▶ DATASET RECORDS
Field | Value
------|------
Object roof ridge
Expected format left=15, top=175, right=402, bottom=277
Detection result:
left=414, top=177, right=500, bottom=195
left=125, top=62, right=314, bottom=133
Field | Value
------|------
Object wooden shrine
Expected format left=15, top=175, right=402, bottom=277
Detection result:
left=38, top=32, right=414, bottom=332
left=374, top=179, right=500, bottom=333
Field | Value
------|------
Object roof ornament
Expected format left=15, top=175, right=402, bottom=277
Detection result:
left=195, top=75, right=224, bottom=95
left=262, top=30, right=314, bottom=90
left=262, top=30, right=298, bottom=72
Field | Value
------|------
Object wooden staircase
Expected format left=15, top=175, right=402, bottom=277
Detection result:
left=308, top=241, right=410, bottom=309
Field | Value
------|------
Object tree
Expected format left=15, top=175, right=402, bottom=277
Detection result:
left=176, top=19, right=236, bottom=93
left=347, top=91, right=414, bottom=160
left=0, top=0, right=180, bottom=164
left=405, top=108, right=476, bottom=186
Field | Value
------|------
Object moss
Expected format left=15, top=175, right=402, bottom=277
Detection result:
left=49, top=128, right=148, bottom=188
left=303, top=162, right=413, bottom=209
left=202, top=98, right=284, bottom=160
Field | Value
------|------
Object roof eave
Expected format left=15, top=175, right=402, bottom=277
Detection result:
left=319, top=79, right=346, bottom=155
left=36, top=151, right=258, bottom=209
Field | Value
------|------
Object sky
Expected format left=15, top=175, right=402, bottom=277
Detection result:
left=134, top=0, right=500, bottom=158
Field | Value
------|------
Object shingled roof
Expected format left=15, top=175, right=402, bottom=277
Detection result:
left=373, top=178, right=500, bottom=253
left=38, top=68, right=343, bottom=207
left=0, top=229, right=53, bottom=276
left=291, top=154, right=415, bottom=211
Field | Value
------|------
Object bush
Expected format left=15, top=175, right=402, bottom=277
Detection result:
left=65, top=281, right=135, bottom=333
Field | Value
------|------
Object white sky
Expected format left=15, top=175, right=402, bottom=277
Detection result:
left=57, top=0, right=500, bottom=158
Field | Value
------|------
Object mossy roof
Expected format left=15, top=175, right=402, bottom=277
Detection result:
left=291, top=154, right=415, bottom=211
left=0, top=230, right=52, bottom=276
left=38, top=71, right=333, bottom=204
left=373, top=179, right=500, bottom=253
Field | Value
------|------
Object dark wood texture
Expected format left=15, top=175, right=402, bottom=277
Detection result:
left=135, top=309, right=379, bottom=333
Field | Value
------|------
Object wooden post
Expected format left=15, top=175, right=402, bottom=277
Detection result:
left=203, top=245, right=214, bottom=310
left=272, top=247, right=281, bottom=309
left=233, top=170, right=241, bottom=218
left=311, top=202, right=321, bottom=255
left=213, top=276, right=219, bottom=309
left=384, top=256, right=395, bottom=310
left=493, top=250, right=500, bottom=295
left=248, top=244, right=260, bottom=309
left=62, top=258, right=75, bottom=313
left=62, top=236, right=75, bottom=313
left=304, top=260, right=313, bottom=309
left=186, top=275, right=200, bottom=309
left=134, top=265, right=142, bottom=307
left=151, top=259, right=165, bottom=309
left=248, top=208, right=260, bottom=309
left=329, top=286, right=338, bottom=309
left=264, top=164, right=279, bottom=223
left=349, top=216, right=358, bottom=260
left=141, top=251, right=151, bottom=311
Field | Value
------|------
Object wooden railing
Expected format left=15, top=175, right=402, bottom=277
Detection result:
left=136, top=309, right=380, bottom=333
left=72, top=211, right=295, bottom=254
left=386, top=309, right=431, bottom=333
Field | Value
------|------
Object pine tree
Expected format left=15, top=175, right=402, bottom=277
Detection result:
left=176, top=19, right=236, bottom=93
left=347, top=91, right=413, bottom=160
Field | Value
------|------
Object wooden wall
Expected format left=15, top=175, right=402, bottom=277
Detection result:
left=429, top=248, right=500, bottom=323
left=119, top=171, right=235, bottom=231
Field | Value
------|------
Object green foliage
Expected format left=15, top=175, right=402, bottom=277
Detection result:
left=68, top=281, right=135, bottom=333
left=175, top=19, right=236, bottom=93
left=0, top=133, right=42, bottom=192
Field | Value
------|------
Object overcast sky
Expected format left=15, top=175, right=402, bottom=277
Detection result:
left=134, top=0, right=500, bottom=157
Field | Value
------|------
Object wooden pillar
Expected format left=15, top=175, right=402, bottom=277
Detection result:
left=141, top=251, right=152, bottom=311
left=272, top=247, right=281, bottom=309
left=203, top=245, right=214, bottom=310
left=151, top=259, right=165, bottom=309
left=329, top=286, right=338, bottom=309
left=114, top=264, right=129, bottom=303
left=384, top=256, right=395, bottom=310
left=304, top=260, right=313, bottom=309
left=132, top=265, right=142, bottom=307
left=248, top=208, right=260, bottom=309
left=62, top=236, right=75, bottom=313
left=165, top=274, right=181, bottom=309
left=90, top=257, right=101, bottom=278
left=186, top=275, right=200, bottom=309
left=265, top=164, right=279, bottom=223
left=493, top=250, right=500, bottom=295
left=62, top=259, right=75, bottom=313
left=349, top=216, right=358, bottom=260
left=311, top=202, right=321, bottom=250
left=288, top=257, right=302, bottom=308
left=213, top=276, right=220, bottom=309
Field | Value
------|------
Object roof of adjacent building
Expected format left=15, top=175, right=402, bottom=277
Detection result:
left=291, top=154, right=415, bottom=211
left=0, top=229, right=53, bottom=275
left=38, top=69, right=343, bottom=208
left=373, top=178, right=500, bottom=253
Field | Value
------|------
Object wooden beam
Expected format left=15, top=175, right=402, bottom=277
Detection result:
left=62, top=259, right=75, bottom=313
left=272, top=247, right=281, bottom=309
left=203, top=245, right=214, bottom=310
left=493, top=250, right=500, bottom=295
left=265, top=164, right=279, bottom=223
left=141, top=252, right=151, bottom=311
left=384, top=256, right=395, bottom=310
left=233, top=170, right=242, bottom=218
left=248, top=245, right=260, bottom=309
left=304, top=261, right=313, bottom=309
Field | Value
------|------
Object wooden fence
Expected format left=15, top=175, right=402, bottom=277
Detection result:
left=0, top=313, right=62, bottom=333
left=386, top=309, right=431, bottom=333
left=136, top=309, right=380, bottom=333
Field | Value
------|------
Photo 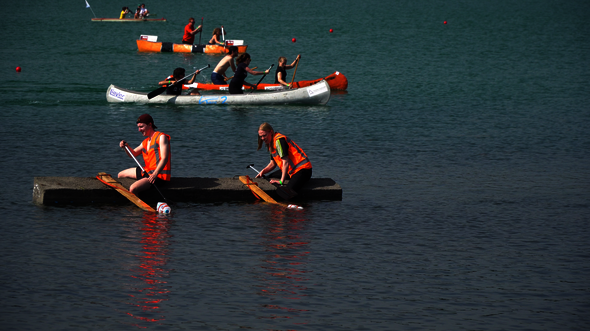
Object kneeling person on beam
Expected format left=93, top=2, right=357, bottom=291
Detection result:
left=256, top=123, right=312, bottom=200
left=119, top=114, right=171, bottom=194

▶ REQUIREMENT
Gather each line in the rows above that contains the string "wooden", and list those lines in their original order.

▶ CORRECT OUTPUT
Object wooden shrine
Object wooden staircase
Object wooden post
Object wooden railing
Object wooden wall
Object wooden pillar
Object wooden beam
Object wooden fence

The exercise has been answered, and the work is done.